(SOURCE EXTRACT begins)

Pregnant and breastfeeding individuals have established dietary recommendations for biotin, and marginal biotin status during pregnancy has been a subject of research interest; supplementation beyond standard dietary guidance, however, enters less well-characterized territory and is reasonably discussed with a clinician. People with the rare genetic condition biotinidase deficiency require medical management rather than self-directed supplementation. As a general principle, the absence of documented toxicity does not mean high-concentration single-nutrient products are appropriate for everyone, and the laboratory-interference issue makes biotin a vitamin where informing one's care team carries unusual practical importance.

Quality & sourcing considerations

Biotin products span a wide range of formats and concentrations, from modest amounts within a balanced multivitamin or B-complex to concentrated single-nutrient "hair, skin, and nails" products that can contain many times the amount found in a typical diet. Because these high-concentration products are the ones most likely to cause laboratory interference, the concentration printed on the label is a meaningful detail rather than an afterthought. Reading labels carefully and being aware of total biotin intake across all supplements taken is a reasonable part of evaluating a product.

As with other dietary supplements, biotin is not subject to the same pre-market testing as medications, so quality and label accuracy vary across the market. Third-party testing and certification from organizations such as USP, NSF, or ConsumerLab are commonly cited quality signals, indicating that a product has been independently checked for identity and potency, though such certification is not an endorsement of any health claim. Storage in a cool, dry place away from light and moisture, and attention to expiration dating, are standard handling considerations for water-soluble vitamins. For people whose interest is primarily cosmetic, it is worth remembering that a product's quality certification speaks only to what is in the bottle, not to whether biotin will produce the marketed effect.

FAQs

Is biotin the same as vitamin B7?
Yes. Biotin, vitamin B7, and the older name vitamin H all refer to the same water-soluble B-complex vitamin. The different names reflect the history of its discovery rather than any chemical difference, and products may use any of these terms on their labels.

(SOURCE EXTRACT ends)

TASK TO COMPLETE:
List every organization that the biotin text names as a source of third-party testing and certification.

(DATA RECORDS begins)

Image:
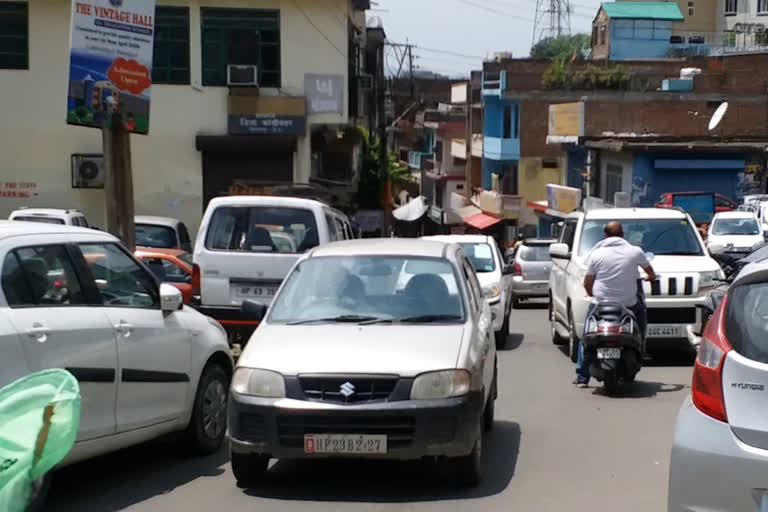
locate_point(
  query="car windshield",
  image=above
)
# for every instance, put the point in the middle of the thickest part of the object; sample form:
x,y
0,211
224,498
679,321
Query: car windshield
x,y
534,253
45,220
369,289
658,236
481,256
150,235
735,227
262,229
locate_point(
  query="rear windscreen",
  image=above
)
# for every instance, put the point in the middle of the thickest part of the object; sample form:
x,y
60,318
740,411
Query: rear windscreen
x,y
262,229
747,321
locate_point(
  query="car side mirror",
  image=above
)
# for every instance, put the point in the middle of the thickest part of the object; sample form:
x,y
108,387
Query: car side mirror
x,y
253,310
559,251
170,298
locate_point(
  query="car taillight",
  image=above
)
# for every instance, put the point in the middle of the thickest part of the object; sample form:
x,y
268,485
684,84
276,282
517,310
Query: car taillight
x,y
707,386
195,279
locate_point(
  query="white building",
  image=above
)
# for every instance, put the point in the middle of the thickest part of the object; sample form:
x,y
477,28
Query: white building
x,y
191,153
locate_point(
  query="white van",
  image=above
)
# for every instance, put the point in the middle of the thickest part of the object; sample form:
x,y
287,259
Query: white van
x,y
246,246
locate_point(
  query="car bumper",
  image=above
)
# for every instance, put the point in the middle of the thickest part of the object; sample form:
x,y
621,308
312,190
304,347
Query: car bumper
x,y
414,428
711,469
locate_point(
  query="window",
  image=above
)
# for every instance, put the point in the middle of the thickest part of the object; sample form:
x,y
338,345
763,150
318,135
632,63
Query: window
x,y
119,278
14,35
240,36
170,58
262,229
41,276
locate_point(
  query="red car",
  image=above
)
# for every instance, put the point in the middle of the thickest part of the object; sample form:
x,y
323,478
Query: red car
x,y
722,203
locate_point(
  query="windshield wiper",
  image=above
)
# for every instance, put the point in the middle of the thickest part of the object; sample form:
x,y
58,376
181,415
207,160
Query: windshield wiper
x,y
351,319
428,318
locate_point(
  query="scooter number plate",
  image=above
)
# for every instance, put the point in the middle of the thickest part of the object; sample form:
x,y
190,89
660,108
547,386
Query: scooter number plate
x,y
609,353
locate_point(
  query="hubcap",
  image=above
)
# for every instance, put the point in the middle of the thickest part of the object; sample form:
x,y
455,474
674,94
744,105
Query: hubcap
x,y
214,409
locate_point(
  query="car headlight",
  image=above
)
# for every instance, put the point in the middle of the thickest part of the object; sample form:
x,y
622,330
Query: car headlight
x,y
261,383
442,384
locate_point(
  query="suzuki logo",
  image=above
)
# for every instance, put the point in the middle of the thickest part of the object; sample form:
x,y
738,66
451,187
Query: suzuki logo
x,y
347,389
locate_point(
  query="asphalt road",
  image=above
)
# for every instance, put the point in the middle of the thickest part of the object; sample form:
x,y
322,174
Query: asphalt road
x,y
554,448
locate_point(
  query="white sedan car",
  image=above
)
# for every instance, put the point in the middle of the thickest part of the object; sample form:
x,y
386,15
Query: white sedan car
x,y
77,299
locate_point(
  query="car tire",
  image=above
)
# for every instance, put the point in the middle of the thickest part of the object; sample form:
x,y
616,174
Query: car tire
x,y
249,468
208,424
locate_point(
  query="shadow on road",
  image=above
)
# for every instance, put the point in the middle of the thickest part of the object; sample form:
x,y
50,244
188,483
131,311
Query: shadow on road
x,y
391,482
119,480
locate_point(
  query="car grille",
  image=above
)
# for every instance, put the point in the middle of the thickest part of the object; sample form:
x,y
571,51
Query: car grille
x,y
291,428
671,315
347,390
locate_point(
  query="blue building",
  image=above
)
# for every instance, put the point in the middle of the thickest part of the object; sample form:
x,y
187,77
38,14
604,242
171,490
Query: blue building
x,y
634,30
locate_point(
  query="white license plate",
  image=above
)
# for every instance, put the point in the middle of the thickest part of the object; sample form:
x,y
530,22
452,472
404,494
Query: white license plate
x,y
664,332
345,444
609,353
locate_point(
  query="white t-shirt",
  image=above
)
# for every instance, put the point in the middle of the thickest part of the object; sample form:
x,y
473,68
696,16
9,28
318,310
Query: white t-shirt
x,y
614,263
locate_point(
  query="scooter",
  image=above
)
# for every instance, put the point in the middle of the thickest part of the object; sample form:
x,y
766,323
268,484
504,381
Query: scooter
x,y
613,345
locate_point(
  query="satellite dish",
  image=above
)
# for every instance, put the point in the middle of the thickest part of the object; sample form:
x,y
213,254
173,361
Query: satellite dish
x,y
718,115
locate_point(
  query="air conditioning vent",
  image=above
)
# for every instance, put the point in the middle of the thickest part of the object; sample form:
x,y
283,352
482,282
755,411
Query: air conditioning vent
x,y
365,82
242,75
88,170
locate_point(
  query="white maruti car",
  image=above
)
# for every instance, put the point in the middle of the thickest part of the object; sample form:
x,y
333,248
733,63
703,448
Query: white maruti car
x,y
686,272
77,299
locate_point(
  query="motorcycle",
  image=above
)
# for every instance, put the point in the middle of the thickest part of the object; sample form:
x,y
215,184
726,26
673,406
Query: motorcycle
x,y
613,345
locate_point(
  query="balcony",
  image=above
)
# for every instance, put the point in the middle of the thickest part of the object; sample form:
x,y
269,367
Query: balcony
x,y
496,148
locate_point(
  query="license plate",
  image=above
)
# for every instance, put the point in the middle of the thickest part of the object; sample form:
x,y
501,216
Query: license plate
x,y
664,332
345,444
609,353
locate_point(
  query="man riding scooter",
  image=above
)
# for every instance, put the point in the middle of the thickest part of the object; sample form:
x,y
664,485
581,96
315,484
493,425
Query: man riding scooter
x,y
612,277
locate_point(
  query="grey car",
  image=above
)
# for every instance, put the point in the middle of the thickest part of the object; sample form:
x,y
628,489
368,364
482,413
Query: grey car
x,y
719,458
531,266
377,349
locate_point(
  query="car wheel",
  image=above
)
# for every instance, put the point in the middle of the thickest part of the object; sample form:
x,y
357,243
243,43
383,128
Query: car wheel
x,y
573,340
208,425
249,468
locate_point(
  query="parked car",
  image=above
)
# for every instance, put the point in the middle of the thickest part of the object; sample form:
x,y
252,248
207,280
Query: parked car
x,y
353,362
245,247
67,217
77,299
734,233
722,427
494,275
161,233
172,266
530,270
685,271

(DATA RECORDS ends)

WRITTEN SOLUTION:
USP, NSF, ConsumerLab